Can you reproduce every line of the data below verbatim?

Start of The data

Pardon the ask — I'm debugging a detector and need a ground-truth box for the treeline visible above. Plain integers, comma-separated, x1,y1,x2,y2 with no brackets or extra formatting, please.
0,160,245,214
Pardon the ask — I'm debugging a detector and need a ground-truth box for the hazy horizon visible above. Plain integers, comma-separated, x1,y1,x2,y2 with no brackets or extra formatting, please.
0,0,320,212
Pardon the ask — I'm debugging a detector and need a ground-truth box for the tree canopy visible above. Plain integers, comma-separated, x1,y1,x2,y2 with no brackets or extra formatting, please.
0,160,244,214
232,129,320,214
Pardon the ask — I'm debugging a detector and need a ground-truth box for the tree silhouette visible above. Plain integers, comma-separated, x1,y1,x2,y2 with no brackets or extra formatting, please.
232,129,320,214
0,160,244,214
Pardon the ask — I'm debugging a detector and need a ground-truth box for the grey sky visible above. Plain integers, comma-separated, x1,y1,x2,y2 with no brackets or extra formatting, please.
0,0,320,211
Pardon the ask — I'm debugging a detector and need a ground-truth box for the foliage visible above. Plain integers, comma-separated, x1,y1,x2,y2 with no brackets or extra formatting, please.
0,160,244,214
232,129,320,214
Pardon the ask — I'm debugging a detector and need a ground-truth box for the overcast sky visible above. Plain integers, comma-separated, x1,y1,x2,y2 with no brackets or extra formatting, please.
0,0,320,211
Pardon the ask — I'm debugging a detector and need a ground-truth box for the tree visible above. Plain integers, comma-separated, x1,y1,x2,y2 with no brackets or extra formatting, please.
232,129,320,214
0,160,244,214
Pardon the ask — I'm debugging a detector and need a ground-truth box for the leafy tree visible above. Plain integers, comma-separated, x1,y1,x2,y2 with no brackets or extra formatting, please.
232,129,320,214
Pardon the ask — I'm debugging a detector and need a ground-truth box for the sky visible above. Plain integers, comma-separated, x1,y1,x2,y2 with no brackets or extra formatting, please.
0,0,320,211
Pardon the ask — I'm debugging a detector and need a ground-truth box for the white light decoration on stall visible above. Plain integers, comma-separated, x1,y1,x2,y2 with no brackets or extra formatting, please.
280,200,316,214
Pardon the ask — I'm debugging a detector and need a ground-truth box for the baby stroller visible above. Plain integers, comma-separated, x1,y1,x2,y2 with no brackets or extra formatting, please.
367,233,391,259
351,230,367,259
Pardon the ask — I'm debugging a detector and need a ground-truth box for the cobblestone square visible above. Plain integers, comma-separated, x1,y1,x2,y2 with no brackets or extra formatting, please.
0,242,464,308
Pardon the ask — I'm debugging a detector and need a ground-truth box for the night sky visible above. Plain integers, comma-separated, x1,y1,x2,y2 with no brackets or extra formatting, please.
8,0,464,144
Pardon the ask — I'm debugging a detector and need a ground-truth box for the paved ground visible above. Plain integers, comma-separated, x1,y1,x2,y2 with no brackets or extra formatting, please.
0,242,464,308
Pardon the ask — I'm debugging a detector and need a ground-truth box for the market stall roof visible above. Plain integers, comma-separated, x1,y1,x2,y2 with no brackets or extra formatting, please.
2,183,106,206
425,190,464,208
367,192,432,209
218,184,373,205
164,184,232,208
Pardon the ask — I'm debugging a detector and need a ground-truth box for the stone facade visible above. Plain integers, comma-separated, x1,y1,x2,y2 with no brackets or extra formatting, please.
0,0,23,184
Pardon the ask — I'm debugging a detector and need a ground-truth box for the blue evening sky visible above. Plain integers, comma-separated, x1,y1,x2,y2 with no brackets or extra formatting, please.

End of The data

## Response
Pardon the ask — I'm debugging a detector and need a ground-truth box for the treeline visible above. Plain integers, comma-separated, x1,y1,x2,y2 with no brackets or extra formatting, please.
0,160,245,214
Pardon the ask — I'm debugging a detector and need a ground-truth box for the hazy horizon visible above. Plain integers, comma-separated, x1,y1,x2,y2 with no brackets or extra formatting, please.
0,0,320,212
Pardon the ask — I'm debugging a detector and need a ground-truth box for the tree canopy visible above. Plain integers, comma-separated, x1,y1,x2,y2 with no brackets or extra formatting, please.
0,160,244,214
232,129,320,214
Pardon the ask — I'm debugging a detector and need a ground-truth box for the tree silhouette visible above. Plain integers, comma-separated, x1,y1,x2,y2 with no brackets or extra formatting, please.
232,129,320,214
0,160,244,214
Pardon the ask — I'm debugging a detector and need a ground-truth box for the grey sky visible above. Plain integers, comma-separated, x1,y1,x2,y2 with no brackets or extra formatting, please.
0,0,320,211
Pardon the ask — I'm debugging a detector and need a ground-truth box for the foliage visible above. Plain integers, comma-separated, x1,y1,x2,y2 with no brackets or extra formatting, please.
0,160,244,214
232,129,320,214
Pardon the ask — I'm debugging a detector and need a ground-truth box for the overcast sky visible above. Plain integers, comma-separated, x1,y1,x2,y2 with no brackets or extra formatting, please.
0,0,320,211
Pardon the ask — I'm debugging a detector and need a ground-truth box for the tree visible above. Plain integers, comma-separated, x1,y1,x2,y2 with no brackets or extra formatting, please.
232,129,320,214
0,160,244,214
Pardon the ask — I'm debugging a detector and need a ground-truth box for the leafy tree visible above. Plain integers, comma-separated, x1,y1,x2,y2 with no brackets or extra formatting, please.
232,129,320,214
Pardon the ask — I'm debugging a detector and need a ground-truth box for the sky visible above. Plain integers, comma-separated, x1,y1,x2,y2 with no brackets or extra formatting, please.
0,0,320,211
Pardon the ask — I'm debugging a detector and need a ground-truth box for the white light decoration on stall visible above. Plain integers, comma-separated, x1,y1,x2,y2 with no brackets or extra formatting, please.
280,200,316,214
Pardon the ask — I'm debugging a detector and need a ground-truth box for the baby stroller visible above. Plain integers, comma-separated, x1,y1,x2,y2 with no brackets or extra formatting, please.
367,233,391,259
351,230,367,259
Pardon the ask — I'm debugging a detector and need a ground-truth box for the cobblestone square visible above. Plain integers, comma-separated, x1,y1,x2,y2 with no brackets or extra formatting, please.
0,242,464,308
Pardon the ask — I'm debugging a detector and need a ground-truth box for the night sky visible above. Plain integers, comma-separated, x1,y1,x2,y2 with no brackets or extra formatting, please.
8,0,464,144
Pardon the ask — I'm debugging a detector and need a ground-truth box for the paved ground visible above. Plain integers, comma-separated, x1,y1,x2,y2 with no brackets or extra formatting, please.
0,242,464,308
Pardon the ask — I'm debugging a detector and need a ground-truth box for the market stall roof visible above. Plain integers, comma-separated, x1,y1,x2,y2 with no brackets or extra formatting, please.
2,183,106,206
425,190,464,208
367,192,432,209
218,184,373,205
164,184,232,208
Pardon the ask — I'm debugging a detector and need a ground-truth box for the stone facade visible above. Plain integers, comma-separated, x1,y1,x2,y2 with no brackets or extra formatting, please.
0,0,23,184
Pardon the ask — I'm debugging a detector and need a ground-truth box for the blue evening sky visible above. Plain integers, comma-separated, x1,y1,x2,y2 with no brackets or extra formatting, please.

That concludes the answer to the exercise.